--- Given task a ---
Copy out the passage on Commonwealth debt word for word.

--- Passage provided ---
On 30 June 2007, the Commonwealth owed about $58.3 billion in debt. That was a nominal amount that the Federal government kept on issue in order to establish the so-called risk-free rate. By June 2013—a mere 6 years later—that amount had exploded out to $257.4 billion. That is over a four-fold increase in the amount of debt. The federal budget had deteriorated from a nearly $20 billion surplus to a deficit of nearly $50 billion.
In the Labor Party’s defence, their first term of office coincided with the GFC. They justified their fiscal irresponsibility by pointing to their various stimulus packages and the fact that Australia avoided a ‘technical’ recession. The GFC, however, does not explain why government spending ratcheted up, and stayed up, rather than declining when the crisis had clearly passed.
To their credit, the Labor government had also established a debt ceiling. To be clear debt ceilings are somewhat symbolic affairs because they can be increased by the Parliament, but its function is to place some limit on how much is borrowed, if only through reputational damage and publicity if and when the government has to request Parliament to raise the limit.

--- Material supplied ---
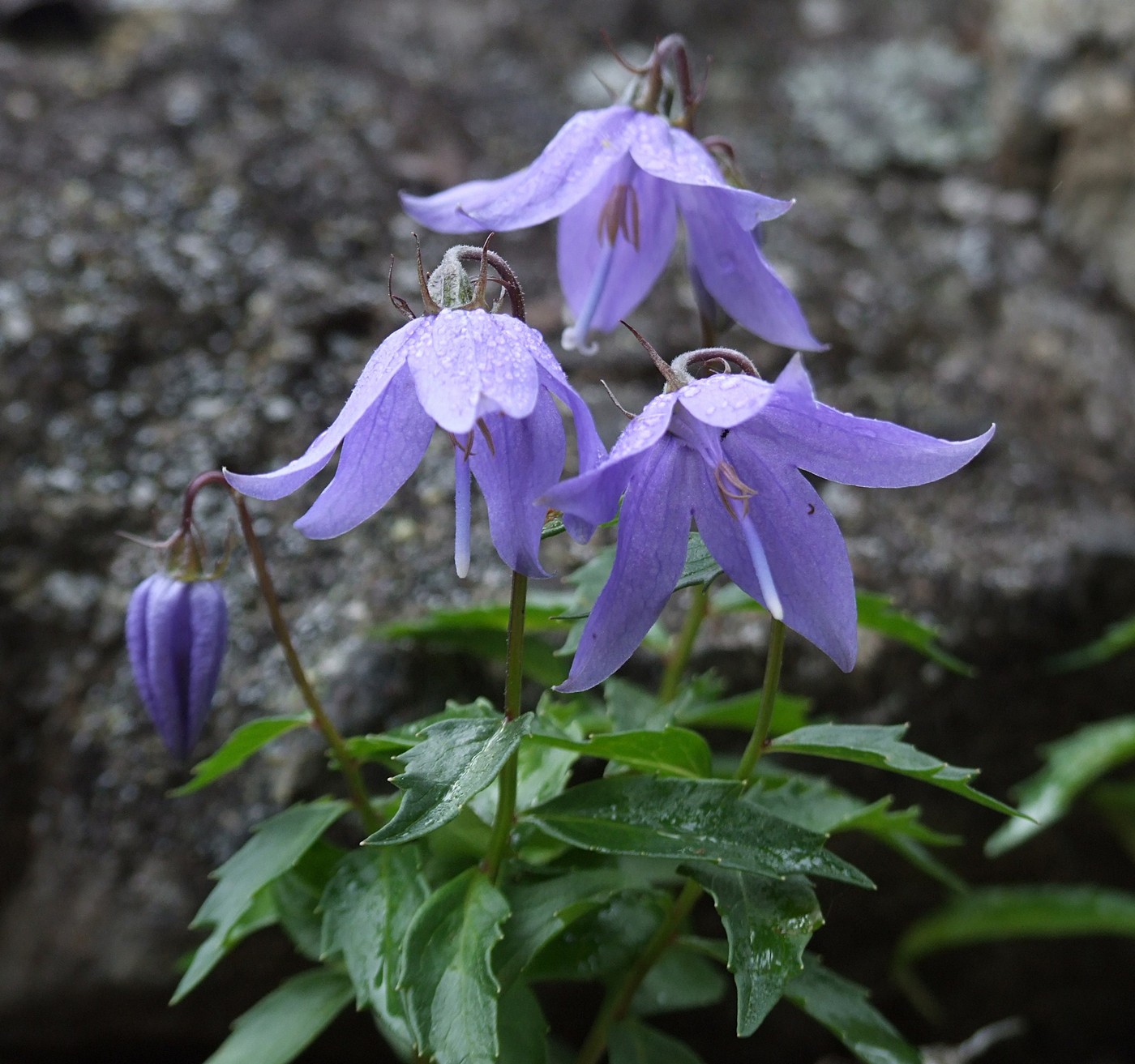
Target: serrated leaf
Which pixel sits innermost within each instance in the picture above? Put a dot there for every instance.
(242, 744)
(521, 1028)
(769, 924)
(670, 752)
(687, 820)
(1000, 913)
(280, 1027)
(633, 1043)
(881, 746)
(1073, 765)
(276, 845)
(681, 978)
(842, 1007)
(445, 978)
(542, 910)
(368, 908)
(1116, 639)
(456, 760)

--- Given task b ---
Convert every line of the listing above into a JSON list of strings, one string per line, omitting blank lines. Leave the pictures out of your answer.

--- Task output a ---
On 30 June 2007, the Commonwealth owed about $58.3 billion in debt. That was a nominal amount that the Federal government kept on issue in order to establish the so-called risk-free rate. By June 2013—a mere 6 years later—that amount had exploded out to $257.4 billion. That is over a four-fold increase in the amount of debt. The federal budget had deteriorated from a nearly $20 billion surplus to a deficit of nearly $50 billion.
In the Labor Party’s defence, their first term of office coincided with the GFC. They justified their fiscal irresponsibility by pointing to their various stimulus packages and the fact that Australia avoided a ‘technical’ recession. The GFC, however, does not explain why government spending ratcheted up, and stayed up, rather than declining when the crisis had clearly passed.
To their credit, the Labor government had also established a debt ceiling. To be clear debt ceilings are somewhat symbolic affairs because they can be increased by the Parliament, but its function is to place some limit on how much is borrowed, if only through reputational damage and publicity if and when the government has to request Parliament to raise the limit.

--- Task output b ---
[
  "Target: serrated leaf",
  "Which pixel sits innermost within each instance in the picture above? Put a dot there for every instance.",
  "(242, 744)",
  "(521, 1028)",
  "(769, 924)",
  "(670, 752)",
  "(687, 820)",
  "(1000, 913)",
  "(280, 1027)",
  "(633, 1043)",
  "(881, 746)",
  "(1073, 765)",
  "(276, 845)",
  "(681, 978)",
  "(842, 1007)",
  "(445, 978)",
  "(542, 910)",
  "(368, 908)",
  "(1116, 639)",
  "(456, 760)"
]